## [DATA ROWS]
#####
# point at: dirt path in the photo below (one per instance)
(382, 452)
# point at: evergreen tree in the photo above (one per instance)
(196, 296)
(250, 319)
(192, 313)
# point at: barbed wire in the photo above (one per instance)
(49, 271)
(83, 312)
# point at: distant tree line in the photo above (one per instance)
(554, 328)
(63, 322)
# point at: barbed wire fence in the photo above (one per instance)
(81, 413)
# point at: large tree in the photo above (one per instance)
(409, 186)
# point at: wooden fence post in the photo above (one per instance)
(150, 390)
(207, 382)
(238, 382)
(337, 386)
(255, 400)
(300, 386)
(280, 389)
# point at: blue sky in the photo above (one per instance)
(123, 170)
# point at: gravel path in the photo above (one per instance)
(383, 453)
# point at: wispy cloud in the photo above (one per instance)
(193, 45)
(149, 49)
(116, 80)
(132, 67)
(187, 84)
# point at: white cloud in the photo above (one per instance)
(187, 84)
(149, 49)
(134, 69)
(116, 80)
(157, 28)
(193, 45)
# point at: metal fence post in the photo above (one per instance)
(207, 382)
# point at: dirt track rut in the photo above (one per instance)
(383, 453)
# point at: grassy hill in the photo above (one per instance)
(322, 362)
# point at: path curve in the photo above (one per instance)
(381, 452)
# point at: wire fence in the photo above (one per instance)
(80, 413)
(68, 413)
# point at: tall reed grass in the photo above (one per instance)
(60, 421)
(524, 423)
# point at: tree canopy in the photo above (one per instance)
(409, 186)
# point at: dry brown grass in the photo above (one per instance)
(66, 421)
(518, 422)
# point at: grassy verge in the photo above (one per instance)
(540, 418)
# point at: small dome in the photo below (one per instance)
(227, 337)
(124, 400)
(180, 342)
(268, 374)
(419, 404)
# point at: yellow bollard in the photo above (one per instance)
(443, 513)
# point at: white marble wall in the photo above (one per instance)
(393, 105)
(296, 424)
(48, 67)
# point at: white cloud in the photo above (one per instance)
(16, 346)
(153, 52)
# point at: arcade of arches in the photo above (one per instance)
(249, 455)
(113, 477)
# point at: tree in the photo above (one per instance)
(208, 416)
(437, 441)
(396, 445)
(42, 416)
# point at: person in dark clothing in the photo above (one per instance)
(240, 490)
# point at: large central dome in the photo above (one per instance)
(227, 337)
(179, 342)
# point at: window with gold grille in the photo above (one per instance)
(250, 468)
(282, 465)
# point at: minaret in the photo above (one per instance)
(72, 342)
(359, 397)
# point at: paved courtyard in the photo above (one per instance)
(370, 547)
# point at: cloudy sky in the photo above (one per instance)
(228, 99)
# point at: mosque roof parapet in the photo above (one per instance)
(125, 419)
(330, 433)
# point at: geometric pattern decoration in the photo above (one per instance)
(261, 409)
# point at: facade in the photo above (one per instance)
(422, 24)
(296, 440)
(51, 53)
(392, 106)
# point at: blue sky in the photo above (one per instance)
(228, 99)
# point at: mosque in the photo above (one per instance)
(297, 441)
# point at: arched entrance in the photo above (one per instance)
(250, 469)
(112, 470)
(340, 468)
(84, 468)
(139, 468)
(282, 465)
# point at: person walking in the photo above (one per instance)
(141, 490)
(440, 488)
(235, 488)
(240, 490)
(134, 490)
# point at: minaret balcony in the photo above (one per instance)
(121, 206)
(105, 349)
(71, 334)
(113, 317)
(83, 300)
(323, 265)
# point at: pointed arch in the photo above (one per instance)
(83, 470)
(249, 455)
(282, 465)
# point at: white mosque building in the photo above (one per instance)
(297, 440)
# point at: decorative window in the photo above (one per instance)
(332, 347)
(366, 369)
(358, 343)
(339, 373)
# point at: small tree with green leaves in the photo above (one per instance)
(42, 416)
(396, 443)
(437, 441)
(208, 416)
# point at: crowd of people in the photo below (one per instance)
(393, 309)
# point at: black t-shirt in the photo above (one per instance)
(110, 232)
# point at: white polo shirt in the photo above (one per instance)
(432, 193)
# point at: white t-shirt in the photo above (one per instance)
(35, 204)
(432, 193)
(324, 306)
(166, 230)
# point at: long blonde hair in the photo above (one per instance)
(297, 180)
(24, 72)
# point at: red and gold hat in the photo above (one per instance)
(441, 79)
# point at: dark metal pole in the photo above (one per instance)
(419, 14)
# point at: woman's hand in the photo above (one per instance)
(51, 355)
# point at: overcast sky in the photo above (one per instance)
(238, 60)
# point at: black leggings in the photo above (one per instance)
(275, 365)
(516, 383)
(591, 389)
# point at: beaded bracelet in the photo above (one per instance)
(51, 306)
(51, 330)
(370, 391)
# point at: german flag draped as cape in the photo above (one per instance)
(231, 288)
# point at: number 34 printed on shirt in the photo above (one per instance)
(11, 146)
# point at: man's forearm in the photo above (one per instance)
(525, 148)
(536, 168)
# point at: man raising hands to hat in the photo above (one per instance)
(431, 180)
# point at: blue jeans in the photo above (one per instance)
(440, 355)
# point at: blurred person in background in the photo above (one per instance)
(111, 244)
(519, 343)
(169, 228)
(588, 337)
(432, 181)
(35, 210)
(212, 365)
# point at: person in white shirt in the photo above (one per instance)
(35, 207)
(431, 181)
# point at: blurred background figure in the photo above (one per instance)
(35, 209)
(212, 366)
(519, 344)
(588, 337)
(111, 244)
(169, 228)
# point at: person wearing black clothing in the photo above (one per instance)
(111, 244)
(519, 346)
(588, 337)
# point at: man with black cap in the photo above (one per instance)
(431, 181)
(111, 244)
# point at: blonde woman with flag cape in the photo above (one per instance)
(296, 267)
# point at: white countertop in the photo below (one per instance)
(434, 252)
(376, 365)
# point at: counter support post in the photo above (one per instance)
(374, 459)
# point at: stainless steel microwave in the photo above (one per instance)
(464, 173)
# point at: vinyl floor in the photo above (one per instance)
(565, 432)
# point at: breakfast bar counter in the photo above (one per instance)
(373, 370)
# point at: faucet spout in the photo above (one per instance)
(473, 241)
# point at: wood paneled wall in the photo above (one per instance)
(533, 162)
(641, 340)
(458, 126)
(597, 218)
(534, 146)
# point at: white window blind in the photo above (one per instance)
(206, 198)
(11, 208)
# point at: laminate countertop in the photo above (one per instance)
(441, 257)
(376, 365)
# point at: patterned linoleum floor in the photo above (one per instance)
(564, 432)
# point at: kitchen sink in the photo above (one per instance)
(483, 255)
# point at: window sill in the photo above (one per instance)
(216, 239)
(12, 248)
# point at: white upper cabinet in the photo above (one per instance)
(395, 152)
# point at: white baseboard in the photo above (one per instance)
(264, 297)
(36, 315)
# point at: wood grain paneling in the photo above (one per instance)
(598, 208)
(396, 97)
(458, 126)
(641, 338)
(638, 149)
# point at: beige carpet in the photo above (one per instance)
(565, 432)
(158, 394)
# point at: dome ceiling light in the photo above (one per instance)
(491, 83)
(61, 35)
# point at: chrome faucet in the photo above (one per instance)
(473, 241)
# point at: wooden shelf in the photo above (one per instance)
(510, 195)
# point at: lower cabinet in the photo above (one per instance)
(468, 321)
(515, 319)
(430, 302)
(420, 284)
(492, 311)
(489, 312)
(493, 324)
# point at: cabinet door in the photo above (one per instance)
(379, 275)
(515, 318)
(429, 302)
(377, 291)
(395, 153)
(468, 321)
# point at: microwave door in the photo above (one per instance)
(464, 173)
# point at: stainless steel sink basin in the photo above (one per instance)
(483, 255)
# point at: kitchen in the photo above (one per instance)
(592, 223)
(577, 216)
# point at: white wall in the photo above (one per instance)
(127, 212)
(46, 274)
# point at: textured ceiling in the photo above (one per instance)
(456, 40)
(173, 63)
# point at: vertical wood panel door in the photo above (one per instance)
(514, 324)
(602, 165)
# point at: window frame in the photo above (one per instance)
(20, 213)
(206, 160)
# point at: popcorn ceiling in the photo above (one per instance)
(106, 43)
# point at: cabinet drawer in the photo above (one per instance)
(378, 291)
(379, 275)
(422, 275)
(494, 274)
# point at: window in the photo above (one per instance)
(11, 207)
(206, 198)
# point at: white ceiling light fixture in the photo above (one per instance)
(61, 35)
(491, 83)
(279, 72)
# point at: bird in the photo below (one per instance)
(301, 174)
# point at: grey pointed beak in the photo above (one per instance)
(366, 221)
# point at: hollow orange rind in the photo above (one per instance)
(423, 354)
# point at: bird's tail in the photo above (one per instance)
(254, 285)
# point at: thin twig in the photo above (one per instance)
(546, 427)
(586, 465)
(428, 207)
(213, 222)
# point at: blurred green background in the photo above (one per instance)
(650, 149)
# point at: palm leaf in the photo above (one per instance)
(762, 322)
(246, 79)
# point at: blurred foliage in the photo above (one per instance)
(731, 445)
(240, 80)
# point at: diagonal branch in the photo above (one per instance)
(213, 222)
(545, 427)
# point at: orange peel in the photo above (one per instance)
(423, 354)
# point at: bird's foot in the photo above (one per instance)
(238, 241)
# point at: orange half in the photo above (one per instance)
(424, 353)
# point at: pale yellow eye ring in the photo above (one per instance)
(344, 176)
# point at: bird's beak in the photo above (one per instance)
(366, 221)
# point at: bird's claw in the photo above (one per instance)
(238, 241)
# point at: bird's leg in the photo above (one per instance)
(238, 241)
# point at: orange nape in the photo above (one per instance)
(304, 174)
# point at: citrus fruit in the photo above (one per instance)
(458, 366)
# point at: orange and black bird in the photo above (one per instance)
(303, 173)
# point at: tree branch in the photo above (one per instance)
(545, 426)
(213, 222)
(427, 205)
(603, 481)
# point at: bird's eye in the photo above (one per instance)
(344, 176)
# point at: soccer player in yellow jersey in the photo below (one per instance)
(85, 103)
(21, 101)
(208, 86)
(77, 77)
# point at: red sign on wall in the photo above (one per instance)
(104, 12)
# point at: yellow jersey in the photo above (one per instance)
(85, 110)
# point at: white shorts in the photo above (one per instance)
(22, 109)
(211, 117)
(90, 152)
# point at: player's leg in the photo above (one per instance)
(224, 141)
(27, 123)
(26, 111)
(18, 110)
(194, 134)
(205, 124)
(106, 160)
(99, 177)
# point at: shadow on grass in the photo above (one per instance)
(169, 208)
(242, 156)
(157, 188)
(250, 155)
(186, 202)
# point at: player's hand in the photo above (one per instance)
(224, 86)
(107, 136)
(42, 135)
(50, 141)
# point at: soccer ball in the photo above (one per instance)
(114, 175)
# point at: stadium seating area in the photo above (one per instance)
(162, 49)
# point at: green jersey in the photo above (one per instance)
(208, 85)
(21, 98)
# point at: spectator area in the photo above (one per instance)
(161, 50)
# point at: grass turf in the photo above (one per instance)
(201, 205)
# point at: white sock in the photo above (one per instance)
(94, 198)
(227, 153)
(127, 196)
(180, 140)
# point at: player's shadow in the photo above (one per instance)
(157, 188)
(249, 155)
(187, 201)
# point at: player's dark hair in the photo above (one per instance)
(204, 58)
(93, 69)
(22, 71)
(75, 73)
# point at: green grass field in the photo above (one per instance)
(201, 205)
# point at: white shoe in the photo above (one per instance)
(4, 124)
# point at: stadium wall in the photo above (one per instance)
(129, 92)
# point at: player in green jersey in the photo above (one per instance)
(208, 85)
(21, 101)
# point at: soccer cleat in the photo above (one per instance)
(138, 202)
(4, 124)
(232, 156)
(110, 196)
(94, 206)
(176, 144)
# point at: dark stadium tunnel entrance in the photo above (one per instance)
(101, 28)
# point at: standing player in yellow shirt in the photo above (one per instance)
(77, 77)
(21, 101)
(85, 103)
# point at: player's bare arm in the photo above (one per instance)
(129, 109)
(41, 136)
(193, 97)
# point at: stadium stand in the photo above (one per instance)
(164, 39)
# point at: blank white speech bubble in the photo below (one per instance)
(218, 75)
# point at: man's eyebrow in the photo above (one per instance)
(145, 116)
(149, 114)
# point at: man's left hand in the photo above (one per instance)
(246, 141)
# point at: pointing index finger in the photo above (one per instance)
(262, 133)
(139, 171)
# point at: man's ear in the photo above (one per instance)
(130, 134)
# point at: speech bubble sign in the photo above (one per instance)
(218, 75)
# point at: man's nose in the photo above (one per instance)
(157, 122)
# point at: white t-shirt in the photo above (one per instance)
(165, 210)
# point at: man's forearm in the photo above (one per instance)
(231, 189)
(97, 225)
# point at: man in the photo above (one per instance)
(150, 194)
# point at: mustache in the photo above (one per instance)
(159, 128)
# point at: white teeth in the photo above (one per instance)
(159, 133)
#####
## [TASK DETAILS]
Copy exactly the lines from the one containing "# point at: player's bare" through the last line of the records, both included, and nothing else.

## [RESULT]
# point at: player's bare arm in the photo above (one per instance)
(129, 109)
(41, 136)
(193, 97)
# point at: stadium stand in the photo above (one per instance)
(164, 39)
# point at: blank white speech bubble in the photo below (one per instance)
(218, 75)
# point at: man's eyebrow in the photo above (one per instance)
(145, 116)
(149, 114)
# point at: man's left hand in the photo above (one per instance)
(246, 141)
# point at: pointing index finger in the photo above (one per instance)
(262, 133)
(139, 171)
# point at: man's ear in the photo above (one per instance)
(130, 134)
# point at: speech bubble sign in the photo above (one per instance)
(218, 75)
# point at: man's nose in the photo above (one per instance)
(157, 122)
# point at: white t-shirt in the photo above (one per instance)
(165, 210)
# point at: man's forearm in the photo above (one per instance)
(231, 189)
(97, 225)
# point at: man in the photo above (one per instance)
(150, 194)
# point at: mustache in the photo above (one per instance)
(159, 128)
# point at: white teeth in the photo above (one per instance)
(159, 133)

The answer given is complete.